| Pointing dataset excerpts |
* Begin *

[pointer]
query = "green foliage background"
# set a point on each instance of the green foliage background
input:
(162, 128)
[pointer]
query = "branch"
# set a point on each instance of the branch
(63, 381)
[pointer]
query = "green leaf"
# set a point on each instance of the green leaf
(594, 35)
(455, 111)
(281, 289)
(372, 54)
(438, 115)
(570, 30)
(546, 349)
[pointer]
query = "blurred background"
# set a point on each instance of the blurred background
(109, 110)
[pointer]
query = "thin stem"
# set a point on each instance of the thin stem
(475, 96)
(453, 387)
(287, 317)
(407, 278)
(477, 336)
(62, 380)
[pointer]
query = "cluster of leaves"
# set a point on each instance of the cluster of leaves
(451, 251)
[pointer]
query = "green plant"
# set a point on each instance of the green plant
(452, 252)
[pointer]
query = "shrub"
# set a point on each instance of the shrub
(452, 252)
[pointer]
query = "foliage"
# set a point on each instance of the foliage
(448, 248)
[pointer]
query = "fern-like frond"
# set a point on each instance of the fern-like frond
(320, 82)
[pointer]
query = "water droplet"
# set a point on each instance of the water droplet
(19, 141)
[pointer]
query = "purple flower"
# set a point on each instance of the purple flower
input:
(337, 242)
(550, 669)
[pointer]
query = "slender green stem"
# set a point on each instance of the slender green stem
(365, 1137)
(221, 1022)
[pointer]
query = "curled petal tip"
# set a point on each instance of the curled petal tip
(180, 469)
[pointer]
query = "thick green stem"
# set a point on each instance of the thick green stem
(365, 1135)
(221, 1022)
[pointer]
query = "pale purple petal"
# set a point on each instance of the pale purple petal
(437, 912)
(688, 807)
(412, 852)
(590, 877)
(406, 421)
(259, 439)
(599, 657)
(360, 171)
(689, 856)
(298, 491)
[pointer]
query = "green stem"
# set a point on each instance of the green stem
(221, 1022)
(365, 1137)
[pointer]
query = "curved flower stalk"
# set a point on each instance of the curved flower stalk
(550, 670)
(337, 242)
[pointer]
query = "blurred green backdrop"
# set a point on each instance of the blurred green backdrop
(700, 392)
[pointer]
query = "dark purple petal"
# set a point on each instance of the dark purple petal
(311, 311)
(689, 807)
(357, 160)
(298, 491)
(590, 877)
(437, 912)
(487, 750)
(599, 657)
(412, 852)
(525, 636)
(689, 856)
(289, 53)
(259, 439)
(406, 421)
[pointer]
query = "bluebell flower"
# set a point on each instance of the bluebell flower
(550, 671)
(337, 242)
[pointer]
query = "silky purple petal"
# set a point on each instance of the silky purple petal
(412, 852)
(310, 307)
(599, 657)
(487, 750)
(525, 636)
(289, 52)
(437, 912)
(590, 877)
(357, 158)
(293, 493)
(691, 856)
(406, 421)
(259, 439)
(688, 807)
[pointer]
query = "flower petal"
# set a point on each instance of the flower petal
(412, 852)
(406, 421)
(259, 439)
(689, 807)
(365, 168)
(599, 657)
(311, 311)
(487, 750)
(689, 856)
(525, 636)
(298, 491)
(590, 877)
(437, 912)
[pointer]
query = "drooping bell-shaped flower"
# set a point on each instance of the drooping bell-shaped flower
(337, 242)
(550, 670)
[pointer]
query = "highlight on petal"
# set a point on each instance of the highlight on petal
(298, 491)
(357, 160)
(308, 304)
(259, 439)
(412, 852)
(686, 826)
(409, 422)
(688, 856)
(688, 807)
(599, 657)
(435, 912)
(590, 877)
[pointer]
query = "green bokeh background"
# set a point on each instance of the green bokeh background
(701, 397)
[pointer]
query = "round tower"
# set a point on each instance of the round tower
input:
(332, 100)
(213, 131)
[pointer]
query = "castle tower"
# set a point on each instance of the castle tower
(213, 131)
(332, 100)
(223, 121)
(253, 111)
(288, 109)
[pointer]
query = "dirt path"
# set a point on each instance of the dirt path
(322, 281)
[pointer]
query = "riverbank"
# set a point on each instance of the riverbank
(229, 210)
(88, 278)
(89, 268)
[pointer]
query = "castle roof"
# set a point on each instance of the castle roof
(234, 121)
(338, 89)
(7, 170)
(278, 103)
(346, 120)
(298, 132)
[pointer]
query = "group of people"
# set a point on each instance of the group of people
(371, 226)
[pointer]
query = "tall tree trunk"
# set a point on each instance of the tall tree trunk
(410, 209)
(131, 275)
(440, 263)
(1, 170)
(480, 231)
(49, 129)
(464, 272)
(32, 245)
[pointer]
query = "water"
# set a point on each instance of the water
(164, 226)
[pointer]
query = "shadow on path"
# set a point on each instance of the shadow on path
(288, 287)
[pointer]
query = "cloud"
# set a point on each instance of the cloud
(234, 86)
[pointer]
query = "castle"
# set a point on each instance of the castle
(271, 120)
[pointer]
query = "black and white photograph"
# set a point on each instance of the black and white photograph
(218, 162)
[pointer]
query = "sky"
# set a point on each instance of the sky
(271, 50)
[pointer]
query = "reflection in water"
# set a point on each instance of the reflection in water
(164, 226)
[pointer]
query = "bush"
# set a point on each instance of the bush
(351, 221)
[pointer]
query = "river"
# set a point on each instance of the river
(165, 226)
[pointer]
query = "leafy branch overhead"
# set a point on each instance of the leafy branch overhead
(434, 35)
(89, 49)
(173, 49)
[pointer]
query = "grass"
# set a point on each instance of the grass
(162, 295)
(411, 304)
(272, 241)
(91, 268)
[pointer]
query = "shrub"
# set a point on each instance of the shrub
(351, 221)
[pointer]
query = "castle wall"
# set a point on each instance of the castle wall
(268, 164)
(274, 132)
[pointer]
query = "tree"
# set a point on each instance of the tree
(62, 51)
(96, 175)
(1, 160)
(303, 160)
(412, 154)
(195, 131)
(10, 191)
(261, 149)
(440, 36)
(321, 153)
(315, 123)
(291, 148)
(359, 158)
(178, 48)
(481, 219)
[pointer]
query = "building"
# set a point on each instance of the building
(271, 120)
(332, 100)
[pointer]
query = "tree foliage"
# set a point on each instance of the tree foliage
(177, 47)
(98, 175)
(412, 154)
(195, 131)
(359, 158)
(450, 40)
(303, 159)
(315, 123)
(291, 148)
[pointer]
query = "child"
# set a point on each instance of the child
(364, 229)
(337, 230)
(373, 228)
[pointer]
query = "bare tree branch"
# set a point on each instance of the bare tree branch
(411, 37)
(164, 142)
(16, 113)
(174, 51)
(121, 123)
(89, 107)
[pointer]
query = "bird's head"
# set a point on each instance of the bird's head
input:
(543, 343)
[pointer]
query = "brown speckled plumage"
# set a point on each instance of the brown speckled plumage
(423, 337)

* End *

| Task instructions |
Extract all of the data shown above and repeat it verbatim.

| Task solution |
[pointer]
query = "green foliage background"
# set a point on each instance of the green foliage background
input:
(162, 128)
[pointer]
query = "branch"
# set a point on each instance of the branch
(63, 381)
[pointer]
query = "green leaf"
# set a point on each instance of the green leaf
(594, 35)
(455, 111)
(281, 289)
(372, 54)
(438, 115)
(570, 30)
(546, 349)
[pointer]
query = "blurred background"
# set a point on each instance of the blurred background
(109, 110)
[pointer]
query = "thin stem"
# set a point on each instance of the thin stem
(475, 96)
(453, 387)
(287, 317)
(407, 278)
(477, 336)
(62, 380)
[pointer]
query = "cluster of leaves"
# set a point on each instance of the cluster of leaves
(451, 251)
[pointer]
query = "green plant"
# set a point on each instance of the green plant
(452, 252)
[pointer]
query = "shrub"
# set a point on each instance of the shrub
(452, 252)
[pointer]
query = "foliage"
# set a point on each instance of the foliage
(448, 248)
[pointer]
query = "fern-like frond"
# set a point on each instance of the fern-like frond
(320, 82)
[pointer]
query = "water droplet"
# set a point on each instance of the water droplet
(19, 141)
[pointer]
query = "purple flower"
# set a point on each instance of the purple flower
input:
(337, 242)
(550, 669)
[pointer]
query = "slender green stem"
# set a point on each instance of the slender green stem
(365, 1137)
(221, 1022)
[pointer]
query = "curled petal tip"
# set a point on each instance of the curled petal tip
(180, 469)
[pointer]
query = "thick green stem"
# set a point on each instance of the thick green stem
(365, 1135)
(221, 1022)
[pointer]
query = "pale purple petal"
# set a point on each instance of the pale purple petal
(437, 912)
(688, 807)
(412, 852)
(590, 877)
(406, 421)
(259, 439)
(599, 657)
(360, 171)
(689, 856)
(298, 491)
[pointer]
query = "green stem"
# set a point on each instance of the green stem
(221, 1022)
(365, 1137)
[pointer]
query = "curved flower stalk"
# set a point on each instance of the curved flower stalk
(550, 670)
(337, 242)
[pointer]
query = "blurred green backdrop"
# set a point on each instance of the blurred green backdrop
(700, 392)
[pointer]
query = "dark purple petal"
# set a point on each instance of the dark purple petal
(311, 311)
(689, 807)
(357, 160)
(298, 491)
(590, 877)
(437, 912)
(487, 750)
(599, 657)
(412, 852)
(525, 636)
(689, 856)
(289, 53)
(259, 439)
(406, 421)
[pointer]
query = "bluebell flower"
# set a point on each instance of the bluebell flower
(550, 671)
(337, 242)
[pointer]
query = "silky purple petal"
# set a point on each instance of the silky purple petal
(412, 852)
(310, 307)
(599, 657)
(487, 750)
(525, 636)
(289, 52)
(437, 912)
(590, 877)
(357, 158)
(293, 493)
(691, 856)
(406, 421)
(259, 439)
(688, 807)
[pointer]
query = "flower petal"
# set a point on each instance of the flower petal
(412, 852)
(406, 421)
(259, 439)
(689, 807)
(365, 168)
(599, 657)
(311, 311)
(487, 750)
(689, 856)
(525, 636)
(298, 491)
(590, 877)
(437, 912)
[pointer]
query = "drooping bell-shaped flower"
# set a point on each instance of the drooping bell-shaped flower
(337, 242)
(550, 670)
[pointer]
query = "highlight on petal"
# set a point on each instance of the highlight on petal
(298, 491)
(357, 160)
(308, 304)
(259, 439)
(412, 852)
(686, 826)
(409, 422)
(688, 856)
(688, 807)
(599, 657)
(435, 912)
(590, 877)
[pointer]
query = "green bokeh background"
# set a point on each instance of the green bokeh background
(701, 397)
[pointer]
query = "round tower"
# set a point on each instance of the round tower
input:
(332, 100)
(213, 131)
[pointer]
query = "castle tower"
# set a point on each instance of the castle tower
(213, 131)
(332, 100)
(223, 121)
(253, 111)
(288, 109)
[pointer]
query = "dirt path"
# set a point on each instance of the dirt path
(322, 281)
[pointer]
query = "riverbank"
# set a point on each instance of the riverbank
(229, 210)
(88, 278)
(89, 268)
[pointer]
query = "castle roof"
# set a point on each instance of the castle roof
(234, 121)
(338, 89)
(7, 170)
(278, 103)
(346, 120)
(298, 132)
[pointer]
query = "group of people"
# set a point on each instance of the group of people
(371, 226)
[pointer]
query = "tall tree trunk"
# set a point on each instance of the tall tree trunk
(410, 209)
(131, 275)
(440, 263)
(1, 170)
(480, 231)
(49, 129)
(464, 272)
(32, 245)
[pointer]
query = "water"
# set a point on each instance of the water
(164, 226)
[pointer]
query = "shadow on path"
# set a point on each instance of the shadow on path
(288, 287)
[pointer]
query = "cloud"
# set a point on each instance of the cloud
(234, 86)
[pointer]
query = "castle"
# set a point on each instance of the castle
(271, 120)
[pointer]
query = "black and white photograph"
# set a point on each instance of the black and white photograph
(218, 162)
[pointer]
query = "sky"
# set a point on each instance of the sky
(271, 50)
[pointer]
query = "reflection in water"
# set a point on each instance of the reflection in water
(164, 226)
[pointer]
query = "bush"
# set a point on each instance of the bush
(351, 221)
[pointer]
query = "river"
# set a point on each instance of the river
(165, 226)
[pointer]
query = "leafy branch overhead"
# set a point on each instance of the leafy branch overhead
(434, 35)
(89, 49)
(173, 49)
[pointer]
query = "grass"
# set a point on each instance of the grass
(162, 295)
(411, 304)
(272, 241)
(91, 268)
[pointer]
query = "shrub"
# set a point on each instance of the shrub
(351, 221)
[pointer]
query = "castle wall"
# set a point on each instance of the castle wall
(268, 164)
(274, 132)
[pointer]
query = "tree"
# set a point on each instance of the tree
(62, 51)
(96, 175)
(1, 160)
(303, 160)
(412, 154)
(195, 131)
(10, 191)
(261, 149)
(440, 36)
(321, 153)
(315, 123)
(291, 148)
(359, 158)
(178, 48)
(481, 219)
[pointer]
query = "building"
# set a point on each instance of the building
(271, 120)
(332, 100)
[pointer]
query = "tree foliage"
# set a point on each instance of the tree foliage
(177, 47)
(98, 175)
(412, 154)
(195, 131)
(359, 158)
(450, 40)
(303, 159)
(315, 123)
(291, 148)
[pointer]
query = "child"
# set a point on each instance of the child
(364, 229)
(337, 230)
(373, 228)
[pointer]
query = "bare tree branch"
# set a point on each instance of the bare tree branch
(411, 37)
(164, 142)
(16, 113)
(174, 51)
(121, 123)
(89, 107)
[pointer]
query = "bird's head"
# set a point on each instance of the bird's head
input:
(543, 343)
[pointer]
query = "brown speckled plumage"
# set a point on each instance of the brown speckled plumage
(423, 337)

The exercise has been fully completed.